Could you please return each line of the data that has the word "blue"?

|---|

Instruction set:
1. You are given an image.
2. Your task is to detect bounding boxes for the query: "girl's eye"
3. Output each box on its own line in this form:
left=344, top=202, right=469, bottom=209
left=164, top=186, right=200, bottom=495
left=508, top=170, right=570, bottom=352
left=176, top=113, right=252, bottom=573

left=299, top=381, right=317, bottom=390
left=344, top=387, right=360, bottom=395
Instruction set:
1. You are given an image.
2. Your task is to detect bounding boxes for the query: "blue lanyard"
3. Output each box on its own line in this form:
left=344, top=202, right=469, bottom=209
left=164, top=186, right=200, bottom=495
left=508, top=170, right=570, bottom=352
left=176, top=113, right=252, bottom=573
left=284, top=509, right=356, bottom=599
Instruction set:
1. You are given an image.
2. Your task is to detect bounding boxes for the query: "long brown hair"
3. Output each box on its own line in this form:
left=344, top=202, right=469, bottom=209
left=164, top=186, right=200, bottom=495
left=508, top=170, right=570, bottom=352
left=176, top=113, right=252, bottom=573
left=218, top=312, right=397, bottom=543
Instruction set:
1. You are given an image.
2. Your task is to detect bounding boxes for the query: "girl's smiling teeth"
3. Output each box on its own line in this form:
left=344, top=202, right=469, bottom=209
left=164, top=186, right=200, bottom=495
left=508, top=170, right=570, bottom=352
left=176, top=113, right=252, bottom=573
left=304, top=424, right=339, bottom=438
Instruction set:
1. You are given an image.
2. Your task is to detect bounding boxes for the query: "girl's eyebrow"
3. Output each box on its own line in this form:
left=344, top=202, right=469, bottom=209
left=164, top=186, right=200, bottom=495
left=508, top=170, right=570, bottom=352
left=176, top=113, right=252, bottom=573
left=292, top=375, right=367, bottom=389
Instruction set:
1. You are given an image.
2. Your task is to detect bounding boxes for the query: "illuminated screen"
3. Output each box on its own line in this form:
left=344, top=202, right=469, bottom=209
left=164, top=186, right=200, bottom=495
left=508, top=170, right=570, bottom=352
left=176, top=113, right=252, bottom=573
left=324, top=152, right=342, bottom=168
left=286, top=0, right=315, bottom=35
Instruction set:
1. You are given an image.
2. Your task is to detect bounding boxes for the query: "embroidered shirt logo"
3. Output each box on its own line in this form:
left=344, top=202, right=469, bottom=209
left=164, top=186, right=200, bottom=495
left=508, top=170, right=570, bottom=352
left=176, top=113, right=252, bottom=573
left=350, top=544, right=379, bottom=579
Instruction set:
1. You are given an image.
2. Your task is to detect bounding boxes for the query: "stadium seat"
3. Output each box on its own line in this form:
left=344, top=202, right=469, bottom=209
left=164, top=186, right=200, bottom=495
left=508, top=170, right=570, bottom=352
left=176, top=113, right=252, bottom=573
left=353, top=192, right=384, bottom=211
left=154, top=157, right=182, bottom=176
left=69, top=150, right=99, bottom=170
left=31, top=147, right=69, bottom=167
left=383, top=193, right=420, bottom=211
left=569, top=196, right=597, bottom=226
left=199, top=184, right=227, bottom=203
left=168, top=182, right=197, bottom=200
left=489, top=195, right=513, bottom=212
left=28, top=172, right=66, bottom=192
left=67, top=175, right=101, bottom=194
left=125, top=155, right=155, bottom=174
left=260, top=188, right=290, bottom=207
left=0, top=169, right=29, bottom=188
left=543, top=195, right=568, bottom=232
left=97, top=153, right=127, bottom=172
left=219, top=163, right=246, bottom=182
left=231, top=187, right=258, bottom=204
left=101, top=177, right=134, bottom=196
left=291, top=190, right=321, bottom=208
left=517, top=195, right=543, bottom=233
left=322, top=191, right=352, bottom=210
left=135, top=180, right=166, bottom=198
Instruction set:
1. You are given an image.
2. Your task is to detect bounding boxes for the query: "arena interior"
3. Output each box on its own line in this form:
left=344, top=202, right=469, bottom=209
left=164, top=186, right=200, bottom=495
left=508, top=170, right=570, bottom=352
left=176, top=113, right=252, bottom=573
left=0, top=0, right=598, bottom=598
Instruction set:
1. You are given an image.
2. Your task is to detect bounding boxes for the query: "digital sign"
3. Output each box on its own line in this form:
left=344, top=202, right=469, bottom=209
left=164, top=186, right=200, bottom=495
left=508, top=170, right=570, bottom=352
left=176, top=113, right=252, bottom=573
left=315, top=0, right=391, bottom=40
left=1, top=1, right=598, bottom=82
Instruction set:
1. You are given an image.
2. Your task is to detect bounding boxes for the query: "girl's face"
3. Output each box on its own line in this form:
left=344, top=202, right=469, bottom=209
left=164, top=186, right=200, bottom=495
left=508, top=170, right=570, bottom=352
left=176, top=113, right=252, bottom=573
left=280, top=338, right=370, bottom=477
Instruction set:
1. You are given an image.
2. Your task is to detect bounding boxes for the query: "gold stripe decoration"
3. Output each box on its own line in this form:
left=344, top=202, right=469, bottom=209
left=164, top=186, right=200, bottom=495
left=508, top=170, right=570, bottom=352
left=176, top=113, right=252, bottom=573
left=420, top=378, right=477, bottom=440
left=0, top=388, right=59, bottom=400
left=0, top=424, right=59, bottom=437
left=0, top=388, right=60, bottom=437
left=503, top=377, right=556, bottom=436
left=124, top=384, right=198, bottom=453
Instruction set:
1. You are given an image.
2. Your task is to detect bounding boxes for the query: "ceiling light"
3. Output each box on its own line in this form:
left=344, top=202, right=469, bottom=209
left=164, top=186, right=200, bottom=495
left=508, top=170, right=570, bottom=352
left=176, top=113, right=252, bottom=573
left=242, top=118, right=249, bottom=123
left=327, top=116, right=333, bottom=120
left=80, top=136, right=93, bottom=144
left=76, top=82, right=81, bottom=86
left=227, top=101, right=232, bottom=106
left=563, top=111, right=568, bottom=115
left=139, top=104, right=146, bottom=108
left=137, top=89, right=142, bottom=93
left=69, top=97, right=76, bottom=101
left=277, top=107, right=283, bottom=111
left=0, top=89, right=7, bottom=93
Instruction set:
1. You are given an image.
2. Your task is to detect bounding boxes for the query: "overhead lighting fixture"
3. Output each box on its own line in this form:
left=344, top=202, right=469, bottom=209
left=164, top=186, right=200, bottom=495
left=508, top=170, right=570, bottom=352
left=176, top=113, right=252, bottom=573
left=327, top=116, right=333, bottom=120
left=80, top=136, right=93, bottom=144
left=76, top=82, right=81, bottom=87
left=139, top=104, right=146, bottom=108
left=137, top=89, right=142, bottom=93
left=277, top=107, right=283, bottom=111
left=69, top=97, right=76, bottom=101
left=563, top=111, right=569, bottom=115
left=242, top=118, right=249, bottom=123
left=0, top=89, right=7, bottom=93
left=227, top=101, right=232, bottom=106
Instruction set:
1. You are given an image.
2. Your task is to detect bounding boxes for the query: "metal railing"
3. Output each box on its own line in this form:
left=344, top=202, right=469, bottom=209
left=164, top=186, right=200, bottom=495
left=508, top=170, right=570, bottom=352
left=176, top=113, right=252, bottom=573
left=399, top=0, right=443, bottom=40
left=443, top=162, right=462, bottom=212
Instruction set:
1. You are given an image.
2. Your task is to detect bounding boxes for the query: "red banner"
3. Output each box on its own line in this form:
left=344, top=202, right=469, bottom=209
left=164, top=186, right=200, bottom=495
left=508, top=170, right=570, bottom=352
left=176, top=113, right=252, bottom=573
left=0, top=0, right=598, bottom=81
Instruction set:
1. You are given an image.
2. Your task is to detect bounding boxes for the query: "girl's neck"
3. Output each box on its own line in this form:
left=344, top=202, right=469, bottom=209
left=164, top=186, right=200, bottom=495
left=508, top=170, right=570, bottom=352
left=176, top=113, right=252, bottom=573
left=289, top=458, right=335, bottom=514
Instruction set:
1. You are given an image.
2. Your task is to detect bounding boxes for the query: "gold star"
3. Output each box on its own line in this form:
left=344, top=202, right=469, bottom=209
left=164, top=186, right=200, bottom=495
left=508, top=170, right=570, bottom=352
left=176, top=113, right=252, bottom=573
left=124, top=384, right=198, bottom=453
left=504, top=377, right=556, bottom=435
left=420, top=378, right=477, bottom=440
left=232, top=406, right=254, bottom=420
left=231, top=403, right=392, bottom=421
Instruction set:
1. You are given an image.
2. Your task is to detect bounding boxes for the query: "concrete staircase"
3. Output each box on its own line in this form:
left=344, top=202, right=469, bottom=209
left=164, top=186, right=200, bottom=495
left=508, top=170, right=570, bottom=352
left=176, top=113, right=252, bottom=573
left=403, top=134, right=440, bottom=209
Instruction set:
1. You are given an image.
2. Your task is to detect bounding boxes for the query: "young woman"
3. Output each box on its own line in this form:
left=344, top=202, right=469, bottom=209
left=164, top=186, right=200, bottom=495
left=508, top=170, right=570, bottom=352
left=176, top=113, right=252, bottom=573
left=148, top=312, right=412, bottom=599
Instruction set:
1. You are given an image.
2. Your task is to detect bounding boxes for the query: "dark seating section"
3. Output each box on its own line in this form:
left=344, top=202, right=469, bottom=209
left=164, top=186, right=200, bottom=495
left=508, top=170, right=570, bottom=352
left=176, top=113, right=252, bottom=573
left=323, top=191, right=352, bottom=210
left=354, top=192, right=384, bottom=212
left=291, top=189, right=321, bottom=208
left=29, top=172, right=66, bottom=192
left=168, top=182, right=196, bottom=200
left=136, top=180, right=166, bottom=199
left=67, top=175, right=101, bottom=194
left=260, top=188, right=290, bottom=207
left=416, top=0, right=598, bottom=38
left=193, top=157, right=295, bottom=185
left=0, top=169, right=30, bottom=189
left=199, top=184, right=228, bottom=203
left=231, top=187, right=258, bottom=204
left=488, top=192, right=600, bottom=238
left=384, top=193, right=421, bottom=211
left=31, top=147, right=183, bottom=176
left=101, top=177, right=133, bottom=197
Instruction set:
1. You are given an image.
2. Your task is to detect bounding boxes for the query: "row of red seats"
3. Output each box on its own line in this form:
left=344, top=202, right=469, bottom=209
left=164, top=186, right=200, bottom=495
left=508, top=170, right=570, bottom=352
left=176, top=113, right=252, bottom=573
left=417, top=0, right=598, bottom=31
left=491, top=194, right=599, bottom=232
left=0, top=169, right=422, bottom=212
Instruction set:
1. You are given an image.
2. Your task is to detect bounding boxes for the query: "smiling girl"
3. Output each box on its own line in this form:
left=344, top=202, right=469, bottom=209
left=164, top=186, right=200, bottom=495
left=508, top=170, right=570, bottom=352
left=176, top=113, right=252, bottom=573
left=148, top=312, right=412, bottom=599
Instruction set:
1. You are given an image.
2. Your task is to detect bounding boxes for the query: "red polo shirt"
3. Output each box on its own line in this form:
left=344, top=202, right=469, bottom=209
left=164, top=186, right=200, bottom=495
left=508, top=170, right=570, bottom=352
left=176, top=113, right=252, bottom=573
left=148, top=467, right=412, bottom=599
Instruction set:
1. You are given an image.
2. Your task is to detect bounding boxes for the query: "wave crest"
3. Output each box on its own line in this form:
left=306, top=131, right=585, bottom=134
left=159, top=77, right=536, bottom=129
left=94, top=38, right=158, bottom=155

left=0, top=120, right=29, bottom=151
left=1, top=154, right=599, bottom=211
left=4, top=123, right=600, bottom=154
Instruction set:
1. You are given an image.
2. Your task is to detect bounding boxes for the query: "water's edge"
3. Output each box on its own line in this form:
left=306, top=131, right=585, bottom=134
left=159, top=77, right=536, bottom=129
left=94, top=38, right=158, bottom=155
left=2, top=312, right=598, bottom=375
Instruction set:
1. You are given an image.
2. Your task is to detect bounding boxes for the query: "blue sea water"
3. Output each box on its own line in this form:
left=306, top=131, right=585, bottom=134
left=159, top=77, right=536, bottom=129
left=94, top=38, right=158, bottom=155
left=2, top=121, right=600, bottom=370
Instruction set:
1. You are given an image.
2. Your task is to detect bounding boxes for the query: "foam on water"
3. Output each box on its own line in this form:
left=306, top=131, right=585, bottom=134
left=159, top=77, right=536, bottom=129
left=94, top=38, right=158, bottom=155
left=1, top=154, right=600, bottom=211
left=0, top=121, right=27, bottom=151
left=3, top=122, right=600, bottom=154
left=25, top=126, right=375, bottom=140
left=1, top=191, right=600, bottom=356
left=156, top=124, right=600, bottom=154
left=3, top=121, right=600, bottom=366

|---|

## Solution to this problem
2. Your task is to detect bounding boxes for the query: "blue lanyard"
2. Your task is to detect bounding boxes for the query: "blue sea water"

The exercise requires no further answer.